Occupation at the Tell Yassir, the presumed location of Magium, dates back to the Ubaid 2 period based on finds so clay sickles. Occupation continued in the Uruk period with finds including beveled rim bowls and "tall flowerpots" (Grosse Blumentopfe). There was then an absence of pottery remains until the Early Dynastic III period, suggesting a period of abandonment.

=== Akkadian Period ===
Malgium is also mentioned in the literary composition "Cuthean Legend of Naram-Sin" ie "He has summoned against me a mighty foe. [. . . ] battle against me as far as Malgium."

=== Ur III Period ===
Cuneiform tablets from the city of Irisaĝrig (now believed to be the nearby Tell al-Wilayah), now published, show that Malgium conquered that city roughly after year 10 of Ibbi-Sin, the last ruler of the Ur III empire. The tablets also included year names showing that kings Nur-Eštar (previously unknown), ^{d}Šu-Kakka, ^{d}Nabi-Enlil, ^{d}Šu-Amurrum, ^{d}Imgur-Sin, and Ištaran-asu ruled over Irisaĝrig.

=== Isin-Larsa Period ===
The kings of Larsa targeted Malgium in their pursuit of territorial expansion with Gungunum celebrating its defeat in his 19th year name "Year on the orders of An, Enlil and Nanna (the army of) Malgium was defeated by weapons ...", circa 1914 BC, Sin-Iddinam its defeat in his 5th year name ca. 1844 and Warad-Sîn commemorated mu ugnim mà-al-gu-um^{ki} ^{giš}tukul ba(-an)-sìg, “Year : the army^{?} of Malgium was smitten by weapons”, ca. 1831 BC.

**TASK TO CARRY OUT**
Resume the history of the ancient city of Malgium with new text that begins right after its final sentence, which ends "ca. 1831 BC."

**RECORD LIST**
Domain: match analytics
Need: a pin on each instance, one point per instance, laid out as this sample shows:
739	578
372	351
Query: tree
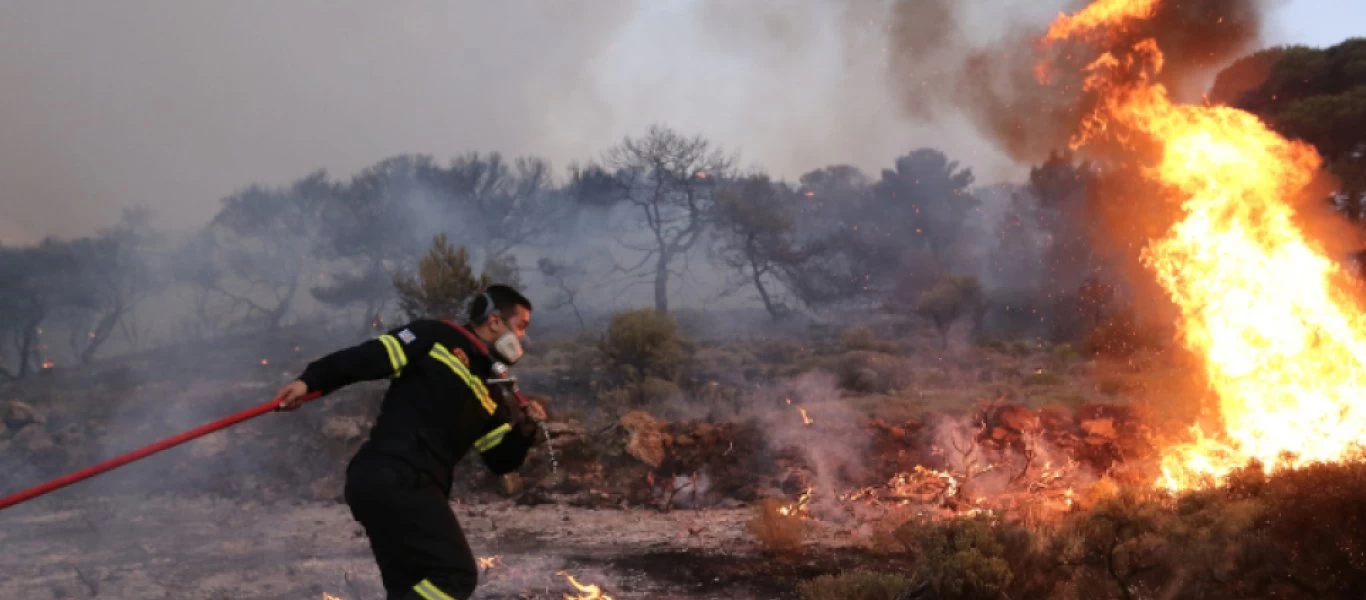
29	290
114	274
196	265
265	238
499	204
671	182
1312	94
443	284
566	279
950	300
372	228
922	200
756	235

**TASK OUTPUT**
=== Old Babylonian Period ===
Ḫammu-rāpi of Babylon (c. 1792–1750 BC), in a coalition with Shamshi-Adad I (of Ekallatum)and Ibal-pi-El II (of Eshnunna), campaigned against the city-state until its ruler bought them off with 15 talents of silver. Malgium’s king, ^{d}Ipiq-Ištar, concluded a treaty and subsequently provided aid and soldiers in Ḫammu-rāpi’s campaign against Larsa. After years of conflict, Ḫammu-rāpi destroyed the city walls of Malgium in his 35th year of reign denoting that year as "Year in which Hammu-rabi the king by the orders of An and Enlil destroyed the city walls of Mari and Malgium". Most of the population of Malgium was deported to Kish, Isin, and especially Pī-Kasî (modern Tell Abu Antiq). Prisoner of war records from Uruk under ruler Rîm-Anum (c. 18th century BC) who was a contemporary of Samsu-iluna of Babylon (son of Ḫammu-rāpi) mention a number of captives from Malgium.

Malgium survived in some form until late in the 2nd millennium BC and is recorded in two kudurru of Kassite ruler Meli-Šipak (c. 1186–1172 BC). It was also a province of the Second Dynasty of Isin (c. 1153–1022 BC).

==Rulers==
The first known ruler of Malgium, contemporary with the reign of Ibbi-Sin (c. 2028–2004 BC) of the Ur III empire is Nur-Eštar. Three of his year names are known from Irisaĝrig provenanced text, including "year when Nur-Eštar <became king?>",
"year when Nur-Eštar, the mighty male, set in place the foundation of Eduru-Mama". Based on other texts it is thought that the successor of Nur-Eštar was ^{d}Šu-Kakka. Note that unlike the other known rulers of Malgium the name of Nur-Eštar is not deified in his year names or some other texts but the name is preceded by a Dingir in some personal names. In a recent text from the antiquities market it appears that Nur-Eštar built a temple to the god Amurru.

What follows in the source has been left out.